:: WHAT TO PRODUCE ::
Extract every line starting at the line that contains "Please segment every instance of the vertical" and ending with the final line of the data, inclusive; give only those lines, word for word.

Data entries
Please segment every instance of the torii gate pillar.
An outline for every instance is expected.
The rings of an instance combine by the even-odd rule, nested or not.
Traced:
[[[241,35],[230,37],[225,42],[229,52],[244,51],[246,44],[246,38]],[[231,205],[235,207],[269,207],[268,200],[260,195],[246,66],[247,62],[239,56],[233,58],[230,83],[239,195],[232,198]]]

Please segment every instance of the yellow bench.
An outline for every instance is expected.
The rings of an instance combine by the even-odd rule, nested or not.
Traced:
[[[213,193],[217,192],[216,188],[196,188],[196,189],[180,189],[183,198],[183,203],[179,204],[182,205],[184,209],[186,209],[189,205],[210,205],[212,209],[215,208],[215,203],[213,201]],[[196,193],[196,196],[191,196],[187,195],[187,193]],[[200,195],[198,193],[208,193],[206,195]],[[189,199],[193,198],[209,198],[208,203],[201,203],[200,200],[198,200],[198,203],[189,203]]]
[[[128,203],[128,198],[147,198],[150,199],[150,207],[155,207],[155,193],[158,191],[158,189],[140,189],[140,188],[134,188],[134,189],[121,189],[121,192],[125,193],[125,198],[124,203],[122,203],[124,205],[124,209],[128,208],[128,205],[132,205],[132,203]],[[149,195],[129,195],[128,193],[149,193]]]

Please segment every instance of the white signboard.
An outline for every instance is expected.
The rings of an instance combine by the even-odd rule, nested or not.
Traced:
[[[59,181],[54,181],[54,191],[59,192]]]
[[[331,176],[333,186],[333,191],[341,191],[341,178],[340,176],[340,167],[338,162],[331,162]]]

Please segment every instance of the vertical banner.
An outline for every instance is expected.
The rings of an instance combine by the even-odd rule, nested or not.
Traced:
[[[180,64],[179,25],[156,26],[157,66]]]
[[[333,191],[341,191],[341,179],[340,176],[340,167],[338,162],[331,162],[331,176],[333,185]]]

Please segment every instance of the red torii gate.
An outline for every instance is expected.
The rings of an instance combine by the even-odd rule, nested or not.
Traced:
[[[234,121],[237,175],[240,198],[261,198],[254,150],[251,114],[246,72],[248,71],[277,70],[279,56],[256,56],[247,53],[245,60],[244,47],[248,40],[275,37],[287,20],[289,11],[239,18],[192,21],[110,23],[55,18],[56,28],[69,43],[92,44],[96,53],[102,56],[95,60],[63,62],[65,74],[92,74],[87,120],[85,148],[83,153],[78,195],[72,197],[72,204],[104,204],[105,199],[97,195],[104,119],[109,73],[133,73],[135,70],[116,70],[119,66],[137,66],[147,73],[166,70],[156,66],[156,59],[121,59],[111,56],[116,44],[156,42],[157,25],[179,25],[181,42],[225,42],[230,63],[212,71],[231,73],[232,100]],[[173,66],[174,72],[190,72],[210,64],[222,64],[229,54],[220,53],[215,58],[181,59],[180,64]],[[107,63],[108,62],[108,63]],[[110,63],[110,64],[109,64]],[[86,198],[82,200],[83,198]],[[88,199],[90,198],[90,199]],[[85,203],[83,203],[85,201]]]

:: COMPLETE RESPONSE ::
Please segment every instance of the vertical banner.
An outline for every instance is expected.
The rings of an instance combine by the even-odd rule, nested or not.
Traced:
[[[180,64],[179,25],[156,26],[157,66]]]
[[[333,191],[341,191],[341,179],[340,176],[340,167],[338,162],[331,162],[331,176],[333,185]]]

Please segment every instance of the red torii gate.
An outline for every instance is expected.
The rings of an instance combine by the even-odd rule, nested or not.
Traced:
[[[234,121],[237,175],[240,198],[261,198],[254,150],[251,114],[246,72],[248,71],[277,70],[279,56],[256,56],[247,53],[245,60],[244,47],[248,40],[275,37],[287,20],[289,11],[239,18],[192,21],[110,23],[55,18],[56,28],[69,43],[92,44],[96,53],[102,56],[95,60],[63,62],[65,74],[92,74],[87,120],[85,148],[83,153],[78,195],[72,197],[72,204],[104,204],[105,199],[97,195],[104,119],[109,73],[133,73],[135,70],[116,70],[119,66],[137,66],[147,73],[166,70],[156,66],[156,59],[121,59],[111,56],[116,44],[156,42],[157,25],[179,25],[181,42],[225,42],[230,63],[212,71],[231,73],[232,100]],[[173,66],[174,72],[190,72],[210,64],[222,64],[229,54],[220,53],[215,58],[181,59],[180,64]],[[107,63],[108,62],[108,63]],[[110,63],[110,64],[109,64]],[[86,198],[82,200],[83,198]],[[88,199],[90,198],[90,199]],[[85,203],[83,203],[85,201]]]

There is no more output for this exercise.